Excerpted passage:
The online retailer revealed three enhancements to its Cloud Drive and Cloud Player services in a statement Wednesday: storage plans that include unlimited space for music, free storage for all Amazon MP3 purchases and an iPad version of Cloud Player for Web.

Customers are already enjoying Cloud Drive and Cloud Player and now for just $20 a year, customers can get unlimited space for music, said Craig Pape, Director of Amazon Music. Additionally, we are adding free storage for all MP3s purchased from Amazon MP3, and support for the iPad. Our customers love Cloud Drive and Cloud Player and were excited to innovate these services on their behalf.

The unlimited music storage applies to all premium Cloud Drive accounts, which start at $20 a year for 20GB. Users who qualified for 20GB of free storage from an earlier promotion will automatically receive the unlimited space for music. Amazon offers 5GB of free space to all Cloud Drive users.

The addition of an iPad-friendly Amazon Cloud Player is a step back in Apple's direction, though no mention is made of iPhone or iPod touch compatibility. Cloud Player originally launched for the Web and Google's Android mobile OS, without direct support for iOS and Mobile Safari. In May, iOS users reported being able to access the Cloud Player, despite the fact that full compatibility had yet to be officially announced.



Whereas only new Amazon MP3 store purchases were automatically added to Cloud Drive when the service first launched in March, now all digital music purchased from Amazon will be added to the drive. The retroactive support for previously purchased music appears to indicate that Amazon has resolved any conflicts with the music industry of its service.

Apple is planning a similar move with its iCloud service, and offered the first taste of its cloud strategy last month with the release of iTunes 10.3, which allows re-downloading of music, apps and books purchased on iTunes and the App Store. When iCloud arrives in the fall, the service will provide complimentary storage of music, apps and books purchased from Apple. However, unlike Amazon's Cloud Drive, iCloud does not stream music.

Directive A: Decide whether each statement agrees with the passage on Amazon's cloud music services, answering yes or no and quoting the deciding words: (i) Premium Cloud Drive accounts start at $20 a year for 20GB. (ii) Cloud Player first launched with direct support for iOS. (iii) iCloud streams music.
Directive B: Return the part of the passage on Amazon's cloud music services from "The online retailer" up to and including "on their behalf.", copied word for word.
The rows after this are not needed.

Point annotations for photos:
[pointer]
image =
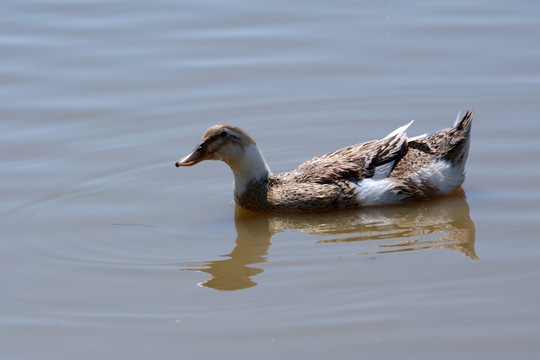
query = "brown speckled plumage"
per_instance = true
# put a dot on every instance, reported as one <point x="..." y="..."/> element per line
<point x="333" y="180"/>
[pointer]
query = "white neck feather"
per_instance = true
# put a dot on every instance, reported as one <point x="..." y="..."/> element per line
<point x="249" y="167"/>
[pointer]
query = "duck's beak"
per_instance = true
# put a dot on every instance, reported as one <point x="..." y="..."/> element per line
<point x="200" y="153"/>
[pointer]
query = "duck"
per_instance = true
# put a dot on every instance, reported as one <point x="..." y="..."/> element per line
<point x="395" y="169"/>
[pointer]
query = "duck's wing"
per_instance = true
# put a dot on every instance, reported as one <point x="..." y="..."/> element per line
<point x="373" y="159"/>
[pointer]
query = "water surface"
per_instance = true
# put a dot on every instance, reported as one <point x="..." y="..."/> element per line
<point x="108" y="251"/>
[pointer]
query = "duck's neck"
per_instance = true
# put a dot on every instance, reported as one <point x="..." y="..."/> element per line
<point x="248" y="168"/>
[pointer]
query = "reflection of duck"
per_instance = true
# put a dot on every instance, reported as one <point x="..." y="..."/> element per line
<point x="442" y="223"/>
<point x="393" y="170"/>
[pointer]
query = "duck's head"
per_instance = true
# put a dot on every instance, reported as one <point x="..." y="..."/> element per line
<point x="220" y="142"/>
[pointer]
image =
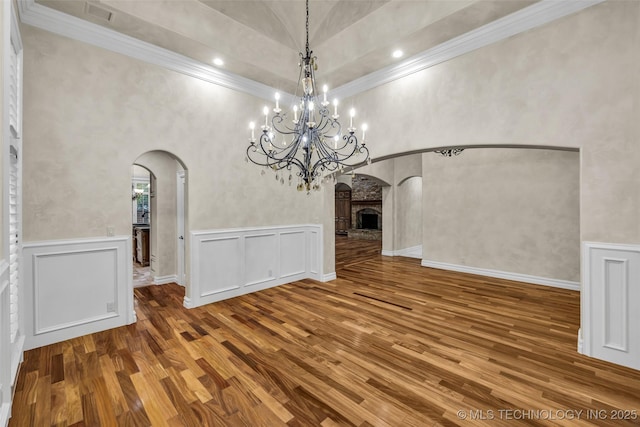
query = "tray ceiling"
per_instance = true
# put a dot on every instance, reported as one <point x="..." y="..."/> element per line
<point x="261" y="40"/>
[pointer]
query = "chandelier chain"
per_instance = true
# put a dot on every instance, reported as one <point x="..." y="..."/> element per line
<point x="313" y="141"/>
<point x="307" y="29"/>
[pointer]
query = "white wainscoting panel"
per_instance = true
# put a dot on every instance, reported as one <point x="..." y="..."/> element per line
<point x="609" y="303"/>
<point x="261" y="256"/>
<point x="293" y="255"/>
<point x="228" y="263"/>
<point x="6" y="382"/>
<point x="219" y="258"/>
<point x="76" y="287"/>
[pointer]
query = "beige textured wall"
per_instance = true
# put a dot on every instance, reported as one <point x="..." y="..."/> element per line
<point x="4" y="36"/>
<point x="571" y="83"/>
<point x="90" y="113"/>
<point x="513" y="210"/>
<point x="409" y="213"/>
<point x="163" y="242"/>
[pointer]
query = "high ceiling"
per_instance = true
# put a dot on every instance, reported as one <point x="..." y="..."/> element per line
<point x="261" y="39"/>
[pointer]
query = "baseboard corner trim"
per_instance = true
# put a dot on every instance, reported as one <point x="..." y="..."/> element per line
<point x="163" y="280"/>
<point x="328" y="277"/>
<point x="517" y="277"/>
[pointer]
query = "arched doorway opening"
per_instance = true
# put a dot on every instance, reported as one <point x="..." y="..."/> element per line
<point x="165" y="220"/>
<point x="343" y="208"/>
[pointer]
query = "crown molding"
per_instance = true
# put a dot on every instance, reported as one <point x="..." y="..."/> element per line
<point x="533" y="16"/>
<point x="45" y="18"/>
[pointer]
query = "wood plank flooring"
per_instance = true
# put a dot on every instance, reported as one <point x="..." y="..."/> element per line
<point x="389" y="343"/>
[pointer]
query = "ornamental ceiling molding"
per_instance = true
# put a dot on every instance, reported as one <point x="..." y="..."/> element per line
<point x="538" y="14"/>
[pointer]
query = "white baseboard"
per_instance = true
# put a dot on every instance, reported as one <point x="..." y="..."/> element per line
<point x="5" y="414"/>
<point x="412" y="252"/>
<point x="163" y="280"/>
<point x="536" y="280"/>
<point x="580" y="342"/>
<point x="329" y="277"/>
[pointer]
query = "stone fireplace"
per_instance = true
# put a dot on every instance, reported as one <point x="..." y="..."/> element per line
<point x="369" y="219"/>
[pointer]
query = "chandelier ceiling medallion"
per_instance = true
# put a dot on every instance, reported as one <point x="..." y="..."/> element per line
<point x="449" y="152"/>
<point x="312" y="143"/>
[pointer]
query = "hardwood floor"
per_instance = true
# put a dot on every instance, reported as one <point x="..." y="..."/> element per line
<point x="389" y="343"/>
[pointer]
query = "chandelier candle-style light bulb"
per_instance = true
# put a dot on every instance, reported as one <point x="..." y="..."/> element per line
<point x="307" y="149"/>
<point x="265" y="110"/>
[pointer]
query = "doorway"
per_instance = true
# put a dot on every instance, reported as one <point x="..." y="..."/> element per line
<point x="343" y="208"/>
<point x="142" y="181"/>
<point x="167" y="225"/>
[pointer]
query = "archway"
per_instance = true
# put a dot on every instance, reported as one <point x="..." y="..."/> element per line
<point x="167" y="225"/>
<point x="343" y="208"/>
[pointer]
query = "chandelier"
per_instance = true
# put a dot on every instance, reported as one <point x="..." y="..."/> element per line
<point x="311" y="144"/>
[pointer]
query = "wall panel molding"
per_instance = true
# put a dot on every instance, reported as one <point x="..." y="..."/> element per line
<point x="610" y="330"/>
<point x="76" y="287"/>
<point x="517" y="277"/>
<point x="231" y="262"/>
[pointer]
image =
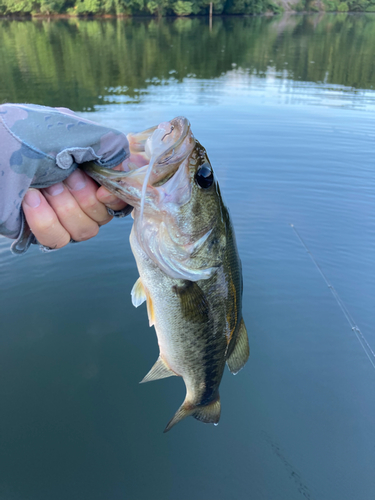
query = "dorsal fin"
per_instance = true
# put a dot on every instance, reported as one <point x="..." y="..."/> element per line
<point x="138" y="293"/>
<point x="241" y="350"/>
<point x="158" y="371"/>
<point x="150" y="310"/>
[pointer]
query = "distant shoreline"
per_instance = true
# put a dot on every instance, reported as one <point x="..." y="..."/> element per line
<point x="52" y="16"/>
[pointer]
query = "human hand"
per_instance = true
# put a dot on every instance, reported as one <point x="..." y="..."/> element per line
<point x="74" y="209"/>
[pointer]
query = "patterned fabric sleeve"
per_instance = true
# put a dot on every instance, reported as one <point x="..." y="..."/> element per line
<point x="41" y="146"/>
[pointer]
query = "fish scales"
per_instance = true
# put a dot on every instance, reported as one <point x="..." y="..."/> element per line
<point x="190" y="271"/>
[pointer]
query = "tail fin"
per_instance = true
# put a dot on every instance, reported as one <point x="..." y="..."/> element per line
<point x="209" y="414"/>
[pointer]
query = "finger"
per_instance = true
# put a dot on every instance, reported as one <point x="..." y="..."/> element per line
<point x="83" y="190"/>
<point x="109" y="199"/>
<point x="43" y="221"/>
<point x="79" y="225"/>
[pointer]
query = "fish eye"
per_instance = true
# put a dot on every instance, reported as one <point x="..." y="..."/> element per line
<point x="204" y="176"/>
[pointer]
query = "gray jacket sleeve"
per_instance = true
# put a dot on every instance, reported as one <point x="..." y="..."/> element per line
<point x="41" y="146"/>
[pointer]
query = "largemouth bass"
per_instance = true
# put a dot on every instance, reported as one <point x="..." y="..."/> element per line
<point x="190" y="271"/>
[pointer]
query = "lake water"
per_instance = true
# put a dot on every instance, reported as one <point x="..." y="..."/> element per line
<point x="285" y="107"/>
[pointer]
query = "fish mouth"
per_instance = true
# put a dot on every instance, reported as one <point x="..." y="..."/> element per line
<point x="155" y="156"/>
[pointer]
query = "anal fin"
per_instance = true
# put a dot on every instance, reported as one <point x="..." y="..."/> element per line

Complete response A:
(i) Yes: "which start at $20 a year for 20GB"
(ii) No: "without direct support for iOS and Mobile Safari"
(iii) No: "iCloud does not stream music"

Complete response B:
The online retailer revealed three enhancements to its Cloud Drive and Cloud Player services in a statement Wednesday: storage plans that include unlimited space for music, free storage for all Amazon MP3 purchases and an iPad version of Cloud Player for Web.

Customers are already enjoying Cloud Drive and Cloud Player and now for just $20 a year, customers can get unlimited space for music, said Craig Pape, Director of Amazon Music. Additionally, we are adding free storage for all MP3s purchased from Amazon MP3, and support for the iPad. Our customers love Cloud Drive and Cloud Player and were excited to innovate these services on their behalf.